Texte intégral
P. Boyer : Une trentaine de chômeurs ont envahi votre bureau à Montbéliard. Vous seriez disposé à les rencontrer, comme ils le réclament ?
P. Moscovici : C’est mon bureau d’élu local, et surtout la fédération du Parti socialiste du Doubs. Je crois que c’est une erreur que d’occuper un parti politique, car ça politise le débat, et ce n’est pas le lieu pour faire ça. On n’est pas dans un lieu de la République officiel ; on n’est pas non plus dans un lieu institutionnel du dialogue social. Cela dit, si je pense que c’est une erreur, je suis aussi prêt à les rencontrer, dans un lieu convenable. Je pense à vendredi, à la sous-préfecture de Montbéliard, en tant que ministre ! Car j’espère que c’est au ministre qu’ils veulent parler, et non pas seulement au socialiste, car sinon on risquerait de tomber dans des querelles de partis.

• **Matériel fourni**:
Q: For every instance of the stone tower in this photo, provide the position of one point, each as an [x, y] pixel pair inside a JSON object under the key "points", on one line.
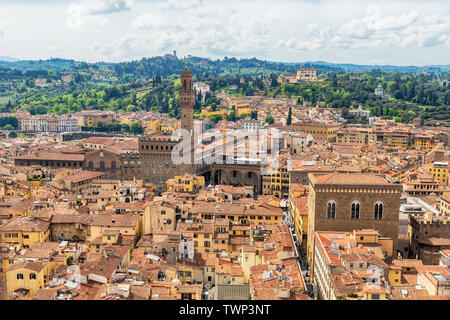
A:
{"points": [[187, 101]]}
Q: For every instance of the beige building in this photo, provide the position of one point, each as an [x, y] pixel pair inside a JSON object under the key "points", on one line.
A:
{"points": [[347, 201]]}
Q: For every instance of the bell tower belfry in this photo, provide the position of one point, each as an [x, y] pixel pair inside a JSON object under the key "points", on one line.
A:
{"points": [[187, 100]]}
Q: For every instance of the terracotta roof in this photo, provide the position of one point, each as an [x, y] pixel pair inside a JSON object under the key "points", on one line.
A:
{"points": [[34, 266], [25, 224], [348, 179]]}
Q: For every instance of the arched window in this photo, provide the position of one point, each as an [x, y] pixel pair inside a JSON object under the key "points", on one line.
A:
{"points": [[355, 210], [378, 211], [331, 210]]}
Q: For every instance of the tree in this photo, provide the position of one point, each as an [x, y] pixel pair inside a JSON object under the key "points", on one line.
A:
{"points": [[269, 119], [289, 119]]}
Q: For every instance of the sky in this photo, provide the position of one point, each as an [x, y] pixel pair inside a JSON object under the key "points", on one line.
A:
{"points": [[397, 32]]}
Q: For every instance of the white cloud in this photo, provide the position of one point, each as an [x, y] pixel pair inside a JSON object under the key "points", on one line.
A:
{"points": [[81, 12], [217, 32], [180, 4], [375, 31]]}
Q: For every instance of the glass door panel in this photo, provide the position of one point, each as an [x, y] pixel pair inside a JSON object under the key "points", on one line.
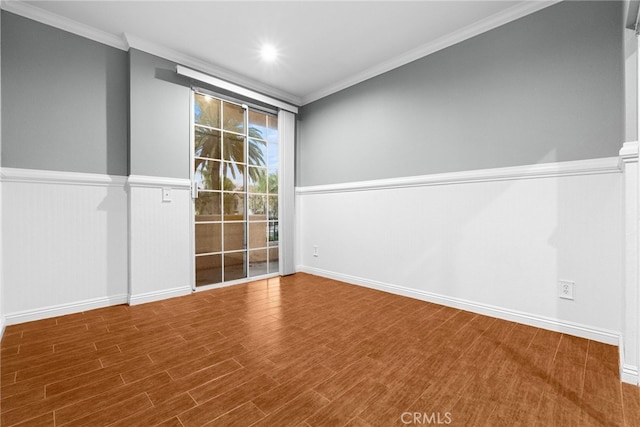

• **Consigne**:
Répondez à ces questions sur l'entretien :
1. Combien de chômeurs ont envahi le bureau de P. Moscovici à Montbéliard ?
2. Outre son bureau d'élu local, qu'abrite ce bureau selon P. Moscovici ?
3. Quel jour et en quel lieu propose-t-il de rencontrer les chômeurs ?
Le matériel fourni n'est pas nécessaire ici.

• **Bonne réponse**:
1. Une trentaine.
2. La fédération du Parti socialiste du Doubs.
3. Vendredi, à la sous-préfecture de Montbéliard.